Alain Bernard Marchand a été finaliste du Prix des lecteurs Radio-Canada pour son roman Le Sept cent vingt-cinquième numéro d’Apostrophes. Un roman comme il ne s’en est jamais écrit. Les 160 pages relatent la 725e entrevue réalisée fictivement pour Apostrophes (qui n’en a eu que 724 avant d’être remplacée par Bouillon de culture).

Ni le nom de l’animateur ni celui de l’invité ne sont mentionnés, mais on devine assez rapidement que l’invité est nul autre qu’Alain Bernard Marchand. Bernard Pivot aurait mieux fait de le convier à Apostrophes plutôt que de recevoir Denise Bombardier. Nombre de ses propos sont tout simplement dignes d’un Grand Dictionnaire des citations littéraires.

══════

Consigne →
Restituez mot pour mot le passage de l'extrait sur le roman d'Alain Bernard Marchand qui va de « Ni le nom de » jusqu'à « des citations littéraires. ».

══════

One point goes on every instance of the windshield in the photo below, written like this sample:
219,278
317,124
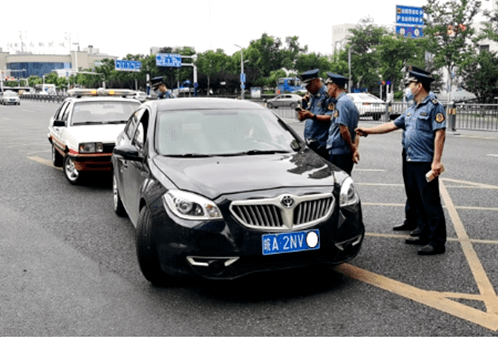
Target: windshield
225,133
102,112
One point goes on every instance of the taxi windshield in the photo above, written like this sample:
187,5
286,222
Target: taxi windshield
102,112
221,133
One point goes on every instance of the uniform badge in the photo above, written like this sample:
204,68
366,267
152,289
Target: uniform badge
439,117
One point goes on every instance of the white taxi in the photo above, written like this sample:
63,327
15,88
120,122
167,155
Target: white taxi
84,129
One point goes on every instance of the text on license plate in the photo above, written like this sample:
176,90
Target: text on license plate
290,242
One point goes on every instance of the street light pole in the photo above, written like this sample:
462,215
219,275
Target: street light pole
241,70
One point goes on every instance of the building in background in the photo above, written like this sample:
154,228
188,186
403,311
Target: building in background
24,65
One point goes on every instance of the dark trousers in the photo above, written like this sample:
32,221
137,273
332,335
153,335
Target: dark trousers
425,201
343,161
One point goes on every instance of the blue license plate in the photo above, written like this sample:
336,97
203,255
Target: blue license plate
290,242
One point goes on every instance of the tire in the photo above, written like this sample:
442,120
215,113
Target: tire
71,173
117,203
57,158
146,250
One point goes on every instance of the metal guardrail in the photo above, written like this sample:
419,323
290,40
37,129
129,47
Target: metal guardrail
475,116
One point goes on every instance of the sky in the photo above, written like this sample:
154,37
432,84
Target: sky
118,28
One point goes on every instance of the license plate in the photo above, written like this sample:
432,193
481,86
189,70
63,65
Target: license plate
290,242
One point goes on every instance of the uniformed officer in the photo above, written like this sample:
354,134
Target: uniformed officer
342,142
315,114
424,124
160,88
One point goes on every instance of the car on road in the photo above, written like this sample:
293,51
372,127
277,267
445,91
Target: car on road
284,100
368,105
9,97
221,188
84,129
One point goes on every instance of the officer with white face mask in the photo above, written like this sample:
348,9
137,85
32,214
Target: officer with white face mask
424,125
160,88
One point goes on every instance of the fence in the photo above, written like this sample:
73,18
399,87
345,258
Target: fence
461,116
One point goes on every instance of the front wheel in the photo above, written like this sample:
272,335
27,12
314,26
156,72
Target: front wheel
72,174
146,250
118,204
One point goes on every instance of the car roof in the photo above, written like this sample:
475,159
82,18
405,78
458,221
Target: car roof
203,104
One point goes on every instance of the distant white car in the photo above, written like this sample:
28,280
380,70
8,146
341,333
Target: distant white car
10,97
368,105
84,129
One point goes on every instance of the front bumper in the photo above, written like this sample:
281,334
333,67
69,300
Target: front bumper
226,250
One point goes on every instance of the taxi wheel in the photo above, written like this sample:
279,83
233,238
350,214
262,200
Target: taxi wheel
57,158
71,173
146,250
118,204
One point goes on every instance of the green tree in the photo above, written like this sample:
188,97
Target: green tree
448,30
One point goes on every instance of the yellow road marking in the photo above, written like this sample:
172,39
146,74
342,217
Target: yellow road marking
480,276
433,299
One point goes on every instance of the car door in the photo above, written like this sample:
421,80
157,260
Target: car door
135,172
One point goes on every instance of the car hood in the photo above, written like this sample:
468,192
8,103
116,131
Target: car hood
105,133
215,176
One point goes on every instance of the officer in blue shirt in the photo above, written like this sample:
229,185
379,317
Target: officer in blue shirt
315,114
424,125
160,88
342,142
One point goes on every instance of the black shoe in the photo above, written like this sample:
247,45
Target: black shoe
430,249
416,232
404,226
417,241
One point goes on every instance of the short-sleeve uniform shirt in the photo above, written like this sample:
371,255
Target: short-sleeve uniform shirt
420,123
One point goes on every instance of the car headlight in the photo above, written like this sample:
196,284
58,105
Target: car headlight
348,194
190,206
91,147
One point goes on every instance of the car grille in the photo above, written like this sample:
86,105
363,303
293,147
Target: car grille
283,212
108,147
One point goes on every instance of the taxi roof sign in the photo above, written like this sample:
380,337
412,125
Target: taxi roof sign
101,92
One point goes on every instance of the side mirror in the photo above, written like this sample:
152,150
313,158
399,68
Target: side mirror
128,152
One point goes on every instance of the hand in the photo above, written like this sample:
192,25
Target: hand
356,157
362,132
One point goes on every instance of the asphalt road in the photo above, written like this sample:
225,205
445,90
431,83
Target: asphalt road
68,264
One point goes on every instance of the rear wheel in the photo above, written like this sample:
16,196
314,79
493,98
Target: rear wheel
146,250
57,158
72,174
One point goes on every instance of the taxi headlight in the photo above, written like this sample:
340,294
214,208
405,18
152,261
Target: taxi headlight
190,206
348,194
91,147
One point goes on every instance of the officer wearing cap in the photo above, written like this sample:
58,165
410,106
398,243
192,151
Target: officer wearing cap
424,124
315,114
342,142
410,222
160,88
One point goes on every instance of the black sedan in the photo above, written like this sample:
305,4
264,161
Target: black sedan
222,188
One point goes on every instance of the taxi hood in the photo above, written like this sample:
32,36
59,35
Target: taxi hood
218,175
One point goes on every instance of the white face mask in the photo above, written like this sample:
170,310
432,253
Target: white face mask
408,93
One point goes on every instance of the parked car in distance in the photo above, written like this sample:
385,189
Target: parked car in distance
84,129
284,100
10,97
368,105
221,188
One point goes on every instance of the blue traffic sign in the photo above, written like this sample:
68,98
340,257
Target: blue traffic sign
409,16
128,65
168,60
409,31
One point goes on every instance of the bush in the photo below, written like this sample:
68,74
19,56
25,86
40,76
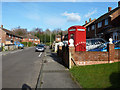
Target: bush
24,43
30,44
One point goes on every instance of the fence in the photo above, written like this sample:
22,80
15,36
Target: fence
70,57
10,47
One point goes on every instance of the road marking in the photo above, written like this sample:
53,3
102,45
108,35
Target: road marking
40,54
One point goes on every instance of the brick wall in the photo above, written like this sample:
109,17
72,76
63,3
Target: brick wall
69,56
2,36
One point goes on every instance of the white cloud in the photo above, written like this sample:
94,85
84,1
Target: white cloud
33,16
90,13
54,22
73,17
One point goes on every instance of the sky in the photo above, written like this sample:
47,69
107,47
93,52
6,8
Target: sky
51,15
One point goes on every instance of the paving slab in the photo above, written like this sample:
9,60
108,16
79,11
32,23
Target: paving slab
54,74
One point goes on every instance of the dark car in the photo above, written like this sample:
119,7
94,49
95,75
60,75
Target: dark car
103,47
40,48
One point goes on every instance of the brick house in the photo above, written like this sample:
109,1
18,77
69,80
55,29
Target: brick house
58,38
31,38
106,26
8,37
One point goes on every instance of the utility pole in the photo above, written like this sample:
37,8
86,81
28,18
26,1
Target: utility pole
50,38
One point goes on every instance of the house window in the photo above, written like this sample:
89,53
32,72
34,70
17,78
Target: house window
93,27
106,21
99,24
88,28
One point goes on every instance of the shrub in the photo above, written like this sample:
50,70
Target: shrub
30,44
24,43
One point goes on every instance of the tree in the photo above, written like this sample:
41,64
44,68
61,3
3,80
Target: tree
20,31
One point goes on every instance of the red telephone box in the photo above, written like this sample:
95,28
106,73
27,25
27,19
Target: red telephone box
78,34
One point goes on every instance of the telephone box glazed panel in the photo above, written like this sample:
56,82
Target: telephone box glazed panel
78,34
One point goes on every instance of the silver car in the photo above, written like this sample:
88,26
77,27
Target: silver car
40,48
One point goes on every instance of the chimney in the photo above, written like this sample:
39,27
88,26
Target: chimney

══════

Réponse attendue →
Ni le nom de l’animateur ni celui de l’invité ne sont mentionnés, mais on devine assez rapidement que l’invité est nul autre qu’Alain Bernard Marchand. Bernard Pivot aurait mieux fait de le convier à Apostrophes plutôt que de recevoir Denise Bombardier. Nombre de ses propos sont tout simplement dignes d’un Grand Dictionnaire des citations littéraires.